Exercise brief: Exclude the pictures and transcribe the rest of the data below exactly.

(Collected data entries)
== Segment start ==

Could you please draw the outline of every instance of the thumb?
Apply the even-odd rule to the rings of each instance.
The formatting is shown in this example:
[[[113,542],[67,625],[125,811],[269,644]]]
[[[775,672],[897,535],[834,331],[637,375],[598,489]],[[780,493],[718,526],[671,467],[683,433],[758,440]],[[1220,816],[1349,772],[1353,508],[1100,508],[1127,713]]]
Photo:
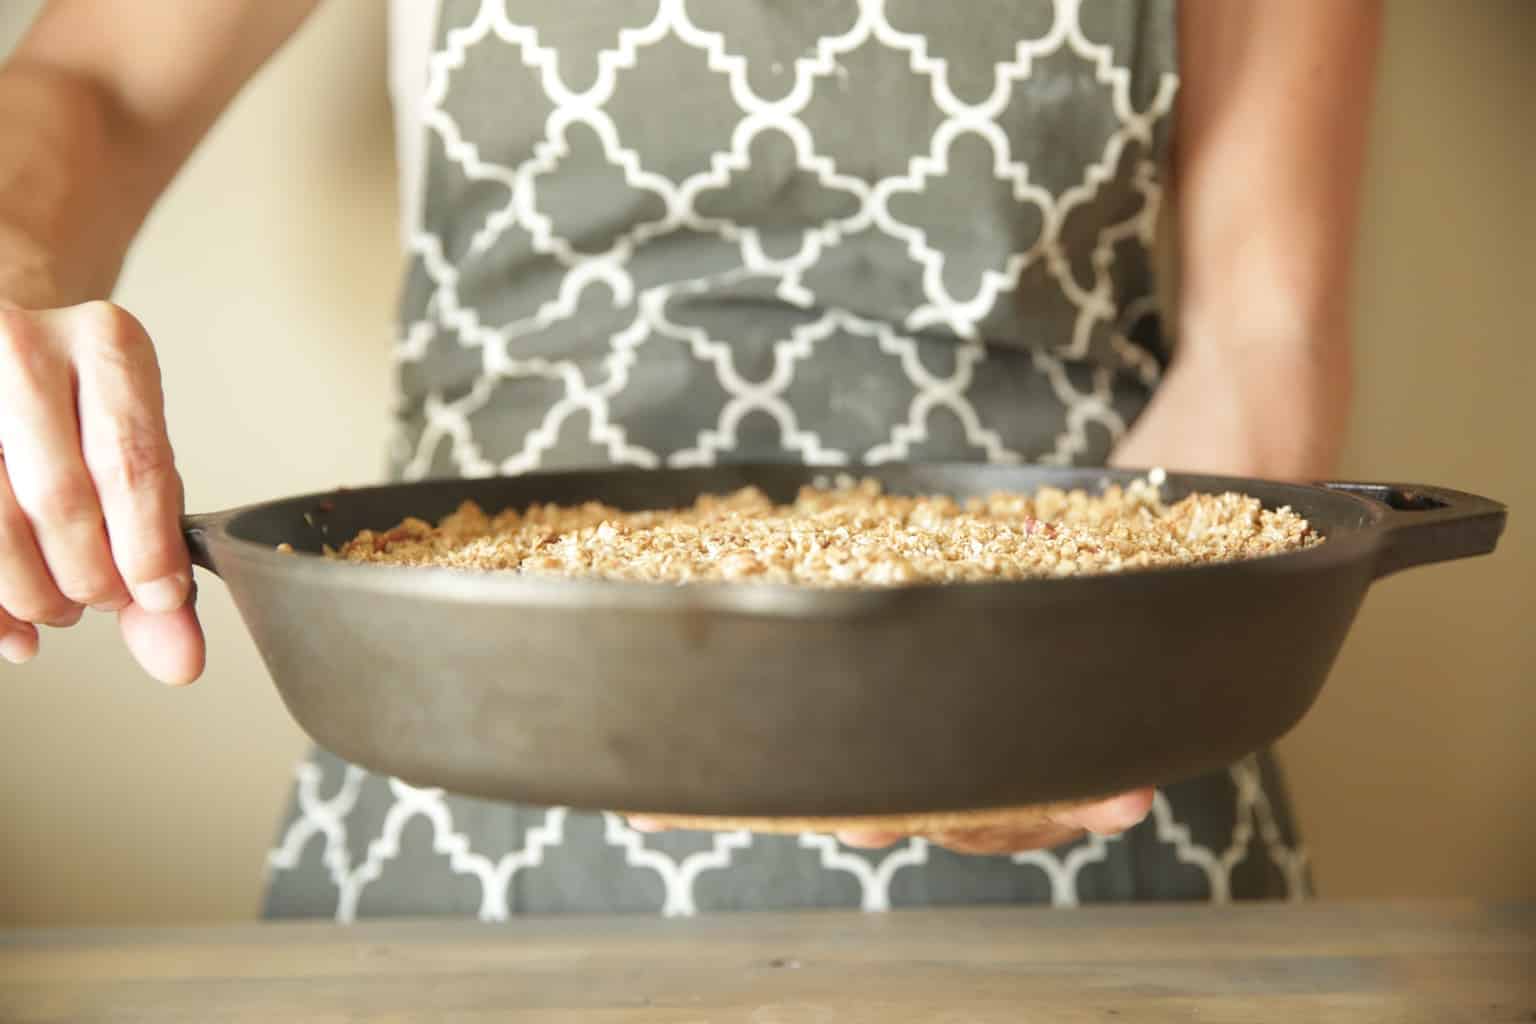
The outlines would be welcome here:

== Segment end ==

Answer section:
Could you please draw the outline of every instance of the thumb?
Apply the even-odd rule to the rings of each instance.
The formatting is shown in this example:
[[[113,542],[67,625],[125,811],[269,644]]]
[[[775,672],[897,535],[834,331],[637,375],[598,489]],[[780,493],[718,526],[671,467],[683,433],[758,440]],[[1220,816],[1349,772],[1353,508],[1100,508],[1127,713]]]
Photo:
The outlines would be welcome here:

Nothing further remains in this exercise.